## begin RECORDS FOR THE EXERCISE
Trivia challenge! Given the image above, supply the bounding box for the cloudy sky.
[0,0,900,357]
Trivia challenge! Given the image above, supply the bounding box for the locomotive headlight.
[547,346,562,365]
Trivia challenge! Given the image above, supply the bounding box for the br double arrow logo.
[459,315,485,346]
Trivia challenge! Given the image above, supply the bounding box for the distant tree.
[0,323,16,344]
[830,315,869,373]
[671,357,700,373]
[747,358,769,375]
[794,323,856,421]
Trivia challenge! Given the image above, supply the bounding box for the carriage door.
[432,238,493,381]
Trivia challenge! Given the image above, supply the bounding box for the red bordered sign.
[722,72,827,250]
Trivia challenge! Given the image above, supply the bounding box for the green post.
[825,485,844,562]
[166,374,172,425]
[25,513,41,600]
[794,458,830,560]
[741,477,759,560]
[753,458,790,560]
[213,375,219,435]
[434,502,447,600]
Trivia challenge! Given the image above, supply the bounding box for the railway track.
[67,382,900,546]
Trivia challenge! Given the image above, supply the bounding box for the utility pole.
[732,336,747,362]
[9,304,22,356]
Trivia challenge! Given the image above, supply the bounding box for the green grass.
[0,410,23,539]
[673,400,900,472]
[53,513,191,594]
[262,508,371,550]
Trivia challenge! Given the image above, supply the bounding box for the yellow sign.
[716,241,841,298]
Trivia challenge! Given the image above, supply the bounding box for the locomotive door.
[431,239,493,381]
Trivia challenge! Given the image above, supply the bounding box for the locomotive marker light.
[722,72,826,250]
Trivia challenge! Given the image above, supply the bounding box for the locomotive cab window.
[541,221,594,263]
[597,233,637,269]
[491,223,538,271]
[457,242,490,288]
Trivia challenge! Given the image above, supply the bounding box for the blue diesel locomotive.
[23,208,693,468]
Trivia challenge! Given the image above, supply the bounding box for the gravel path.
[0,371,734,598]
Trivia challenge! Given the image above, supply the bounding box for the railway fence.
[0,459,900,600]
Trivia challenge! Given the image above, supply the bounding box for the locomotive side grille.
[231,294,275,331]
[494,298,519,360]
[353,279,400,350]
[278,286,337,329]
## end RECORDS FOR THE EXERCISE
## begin RECORDS FOR THE EXERCISE
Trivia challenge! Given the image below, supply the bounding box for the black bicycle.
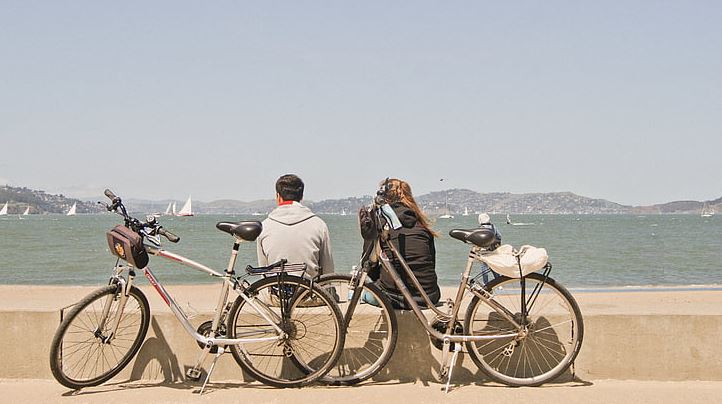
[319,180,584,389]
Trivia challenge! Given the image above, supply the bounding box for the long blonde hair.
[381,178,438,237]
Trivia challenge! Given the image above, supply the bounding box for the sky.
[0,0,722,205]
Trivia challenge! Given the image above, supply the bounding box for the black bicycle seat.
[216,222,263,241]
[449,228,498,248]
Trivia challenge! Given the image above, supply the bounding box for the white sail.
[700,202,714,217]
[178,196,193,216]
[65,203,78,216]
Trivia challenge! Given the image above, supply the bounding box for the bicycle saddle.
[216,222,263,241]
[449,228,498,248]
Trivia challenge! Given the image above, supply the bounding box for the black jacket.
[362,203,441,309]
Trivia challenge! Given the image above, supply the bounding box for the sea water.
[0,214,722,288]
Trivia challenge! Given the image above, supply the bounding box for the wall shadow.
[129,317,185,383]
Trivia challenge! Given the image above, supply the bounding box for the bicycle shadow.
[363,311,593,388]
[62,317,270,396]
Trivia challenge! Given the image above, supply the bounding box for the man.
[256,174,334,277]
## end RECORDS FOR THE EXERCISE
→ OBJECTIVE
Substitute "engine" for "locomotive" in the lines between the one holding "locomotive marker light." and the one holding "[278,286,337,329]", inclusive, leaving everything else unchanged. Return only those lines.

→ ANSWER TO THIS PROBLEM
Trivia challenge! Given the image above, supply the bounding box for the engine marker light.
[722,72,826,250]
Trivia challenge! Given the image above, supply the bounding box for the engine cab window.
[541,221,594,263]
[597,233,637,269]
[491,223,538,271]
[457,242,490,288]
Trivia challenge! Given the image above, supply the bounding box for the blue diesel engine.
[23,208,693,468]
Trivia challenge! Given the image above, supply the bounding box for the gravel path.
[0,371,734,598]
Trivia challenge! Given the image above, supply the bounding box for the railway fence.
[0,459,900,600]
Trivia challenge! Given the image above, supply the bounding box for the engine side grille.
[231,294,275,331]
[494,298,519,360]
[353,279,400,350]
[278,286,337,329]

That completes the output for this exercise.